Data supplied |
....
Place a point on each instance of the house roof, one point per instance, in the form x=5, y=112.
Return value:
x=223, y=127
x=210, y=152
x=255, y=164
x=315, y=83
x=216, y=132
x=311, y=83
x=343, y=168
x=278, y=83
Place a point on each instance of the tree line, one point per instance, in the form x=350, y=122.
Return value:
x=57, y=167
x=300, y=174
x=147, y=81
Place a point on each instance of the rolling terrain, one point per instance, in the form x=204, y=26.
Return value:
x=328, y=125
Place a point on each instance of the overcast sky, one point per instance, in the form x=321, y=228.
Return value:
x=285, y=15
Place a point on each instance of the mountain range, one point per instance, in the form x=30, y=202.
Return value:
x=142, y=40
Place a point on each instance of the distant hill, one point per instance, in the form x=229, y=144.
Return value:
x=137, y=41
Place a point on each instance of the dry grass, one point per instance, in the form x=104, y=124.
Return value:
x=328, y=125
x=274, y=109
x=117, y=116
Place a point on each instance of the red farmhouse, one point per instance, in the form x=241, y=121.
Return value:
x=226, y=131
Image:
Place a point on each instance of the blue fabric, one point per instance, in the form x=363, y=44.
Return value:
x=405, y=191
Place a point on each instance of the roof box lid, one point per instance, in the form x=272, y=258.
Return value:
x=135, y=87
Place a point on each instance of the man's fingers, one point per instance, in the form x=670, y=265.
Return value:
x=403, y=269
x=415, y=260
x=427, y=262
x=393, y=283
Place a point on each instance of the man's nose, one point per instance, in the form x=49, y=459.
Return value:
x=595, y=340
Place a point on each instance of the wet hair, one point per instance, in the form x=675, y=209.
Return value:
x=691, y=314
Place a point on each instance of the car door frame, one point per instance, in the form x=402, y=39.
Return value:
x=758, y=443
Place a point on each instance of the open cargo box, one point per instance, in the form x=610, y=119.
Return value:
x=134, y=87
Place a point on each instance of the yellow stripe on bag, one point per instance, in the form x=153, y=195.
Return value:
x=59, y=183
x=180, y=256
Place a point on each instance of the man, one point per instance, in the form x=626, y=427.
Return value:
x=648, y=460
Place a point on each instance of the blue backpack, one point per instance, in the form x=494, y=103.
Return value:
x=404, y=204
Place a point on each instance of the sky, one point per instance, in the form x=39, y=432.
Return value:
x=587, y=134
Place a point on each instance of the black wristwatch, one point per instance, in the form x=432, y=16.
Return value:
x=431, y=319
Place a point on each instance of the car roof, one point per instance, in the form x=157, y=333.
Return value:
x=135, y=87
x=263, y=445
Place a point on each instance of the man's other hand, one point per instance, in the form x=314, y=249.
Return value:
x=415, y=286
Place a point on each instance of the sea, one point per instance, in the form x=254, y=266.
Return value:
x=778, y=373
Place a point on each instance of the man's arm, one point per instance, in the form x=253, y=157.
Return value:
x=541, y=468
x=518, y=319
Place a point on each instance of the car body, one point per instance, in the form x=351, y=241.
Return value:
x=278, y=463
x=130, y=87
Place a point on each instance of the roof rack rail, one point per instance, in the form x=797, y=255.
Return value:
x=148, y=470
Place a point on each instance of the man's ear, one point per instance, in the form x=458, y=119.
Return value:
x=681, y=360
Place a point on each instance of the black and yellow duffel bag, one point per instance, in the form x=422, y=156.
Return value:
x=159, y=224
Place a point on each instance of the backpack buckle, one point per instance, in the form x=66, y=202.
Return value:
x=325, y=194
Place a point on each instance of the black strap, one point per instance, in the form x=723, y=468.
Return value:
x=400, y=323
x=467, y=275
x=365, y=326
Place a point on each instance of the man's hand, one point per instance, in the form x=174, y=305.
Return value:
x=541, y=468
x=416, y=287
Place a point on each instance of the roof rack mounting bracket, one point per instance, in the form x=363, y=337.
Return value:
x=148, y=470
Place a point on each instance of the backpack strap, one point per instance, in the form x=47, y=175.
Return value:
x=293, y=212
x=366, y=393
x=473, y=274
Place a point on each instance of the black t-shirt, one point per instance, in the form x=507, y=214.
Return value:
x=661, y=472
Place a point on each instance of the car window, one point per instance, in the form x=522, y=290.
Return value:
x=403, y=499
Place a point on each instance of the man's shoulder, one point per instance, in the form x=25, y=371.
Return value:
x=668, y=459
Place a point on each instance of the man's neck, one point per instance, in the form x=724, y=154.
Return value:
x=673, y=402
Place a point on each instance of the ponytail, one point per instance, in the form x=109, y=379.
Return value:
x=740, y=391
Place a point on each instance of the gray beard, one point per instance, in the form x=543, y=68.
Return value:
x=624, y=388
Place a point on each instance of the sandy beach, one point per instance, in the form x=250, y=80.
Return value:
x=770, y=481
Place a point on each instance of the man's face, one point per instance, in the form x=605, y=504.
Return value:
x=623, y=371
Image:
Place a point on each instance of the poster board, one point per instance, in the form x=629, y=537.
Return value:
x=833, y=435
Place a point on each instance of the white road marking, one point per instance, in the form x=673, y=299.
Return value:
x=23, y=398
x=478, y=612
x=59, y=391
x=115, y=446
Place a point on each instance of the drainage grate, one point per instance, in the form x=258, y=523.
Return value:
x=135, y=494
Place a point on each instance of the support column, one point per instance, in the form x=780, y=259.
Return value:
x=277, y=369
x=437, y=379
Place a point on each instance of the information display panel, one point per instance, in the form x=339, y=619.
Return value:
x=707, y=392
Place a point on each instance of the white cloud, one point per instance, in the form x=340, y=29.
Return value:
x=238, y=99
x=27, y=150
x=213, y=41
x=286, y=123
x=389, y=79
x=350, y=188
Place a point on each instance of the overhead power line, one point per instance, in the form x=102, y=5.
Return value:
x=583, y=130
....
Reproduce all of the lines above verbatim, from the first through the last, with no changes.

The answer |
Place a point on each instance of the house roof, one point per instance, in the form x=5, y=112.
Return value:
x=223, y=127
x=210, y=152
x=255, y=164
x=315, y=83
x=216, y=132
x=311, y=83
x=343, y=168
x=278, y=83
Place a point on each instance of the tree line, one point per instance, in the form x=350, y=122.
Return value:
x=57, y=167
x=300, y=174
x=147, y=81
Place a point on each instance of the rolling terrain, one point per instance, in the form x=204, y=26.
Return value:
x=328, y=125
Place a point on each instance of the overcast sky, one point per instance, in the form x=321, y=228.
Return value:
x=285, y=15
Place a point on each instance of the mountain range, one point per instance, in the form x=30, y=202.
Return value:
x=142, y=40
Place a point on each instance of the distant hill, one point per instance, in the form x=229, y=144.
Return value:
x=137, y=41
Place a point on each instance of the dry grass, one point per instance, in the form x=104, y=124.
Return value:
x=328, y=125
x=274, y=109
x=117, y=116
Place a point on each instance of the red farmhouse, one point per instance, in the form x=241, y=121.
Return value:
x=226, y=131
Image:
Place a point on each instance of the blue fabric, one point per instance, in the form x=363, y=44.
Return value:
x=405, y=191
Place a point on each instance of the roof box lid, one point per instance, in the form x=272, y=258.
Return value:
x=135, y=87
Place a point on each instance of the man's fingers, one point per instance, in the form x=670, y=265.
Return value:
x=403, y=269
x=415, y=260
x=427, y=262
x=393, y=283
Place a point on each instance of the man's nose, one point per instance, in the form x=49, y=459.
Return value:
x=595, y=340
Place a point on each instance of the wet hair, one point per instance, in the form x=675, y=209.
Return value:
x=691, y=314
Place a point on each instance of the car door frame, one point per instance, in the form x=402, y=39.
Return value:
x=758, y=443
Place a point on each instance of the open cargo box, one point per instance, in the form x=610, y=119.
Return value:
x=134, y=87
Place a point on each instance of the yellow stripe on bag, one point per instance, in the form x=153, y=195.
Return value:
x=59, y=183
x=180, y=256
Place a point on each instance of the man, one point per instance, in the form x=626, y=427.
Return value:
x=648, y=460
Place a point on each instance of the blue backpack, one point per instance, in the form x=494, y=103.
Return value:
x=404, y=204
Place a point on each instance of the sky, one point per instance, in the form x=39, y=432.
Return value:
x=587, y=134
Place a point on each instance of the black wristwatch, one point per instance, in the form x=432, y=16.
Return value:
x=431, y=319
Place a point on each instance of the car roof, one point per instance, in the form x=157, y=333.
Return value:
x=135, y=87
x=263, y=445
Place a point on each instance of the man's other hand, one point per instance, in the form x=314, y=249.
Return value:
x=415, y=286
Place a point on each instance of the sea, one point per instance, in the form x=254, y=266.
Return value:
x=778, y=373
Place a point on each instance of the man's arm, one point per instance, in the form x=253, y=157.
Return value:
x=541, y=468
x=518, y=319
Place a point on each instance of the car body, one point per instance, in the form x=351, y=241.
Return value:
x=278, y=463
x=130, y=87
Place a point on each instance of the roof rack rail, one point per instance, in the form x=797, y=255.
Return value:
x=148, y=470
Place a point on each instance of the man's ear, one point per instance, in the form x=458, y=119.
Return value:
x=681, y=360
Place a point on each instance of the black and yellow duffel bag, one point per instance, in the form x=422, y=156.
Return value:
x=159, y=224
Place a point on each instance of the backpack buckle, one point per instance, in the form x=66, y=202.
Return value:
x=325, y=194
Place a point on each instance of the black strap, one point per instance, in the form x=723, y=468.
Return value:
x=400, y=323
x=467, y=275
x=365, y=326
Place a point on each instance of the man's hand, one point per instance, in the form x=174, y=305.
Return value:
x=541, y=468
x=416, y=287
Place a point on each instance of the roof rack mounting bracket, one point per instance, in the form x=363, y=337.
Return value:
x=148, y=470
Place a point on each instance of the backpack strap, one point per instance, in the form x=47, y=175.
Return value:
x=293, y=212
x=366, y=393
x=473, y=274
Place a point on each instance of the black t-shirt, one point per instance, in the form x=507, y=214.
Return value:
x=661, y=472
Place a point on each instance of the car window, one point per instance, in the form x=522, y=290.
Return value:
x=403, y=499
Place a point on each instance of the man's shoulder, one point per instance, in the form x=25, y=371.
Return value:
x=668, y=459
Place a point on each instance of the man's neck, one point per instance, in the form x=724, y=154.
Return value:
x=673, y=402
Place a point on each instance of the ponytail, one point per instance, in the form x=109, y=379.
Return value:
x=740, y=391
Place a point on each instance of the gray beard, one point per instance, in the form x=543, y=68.
Return value:
x=624, y=388
Place a point on each instance of the sandy beach, one point per instance, in the form x=250, y=80.
Return value:
x=770, y=481
Place a point on each instance of the man's face, one point per instance, in the form x=605, y=504.
Return value:
x=623, y=371
Image:
Place a point on each instance of the poster board, one point per instance, in the form x=629, y=537.
Return value:
x=833, y=435
Place a point on each instance of the white road marking, one point per instance, in the form x=673, y=299.
Return value:
x=23, y=398
x=478, y=612
x=59, y=391
x=115, y=446
Place a point on each instance of the drainage grate, one point per instance, in the form x=258, y=523.
Return value:
x=135, y=494
Place a point on each instance of the support column, one point per instance, in the form x=780, y=259.
Return value:
x=277, y=369
x=437, y=379
Place a point on each instance of the information display panel, one point per instance, in the form x=339, y=619.
Return value:
x=707, y=392
Place a point on each instance of the white cloud, one point per instance, in the form x=340, y=29.
Return value:
x=238, y=99
x=27, y=150
x=213, y=41
x=286, y=123
x=389, y=79
x=350, y=188
Place a point on each instance of the overhead power line, one point per instance, in the form x=102, y=5.
Return value:
x=583, y=130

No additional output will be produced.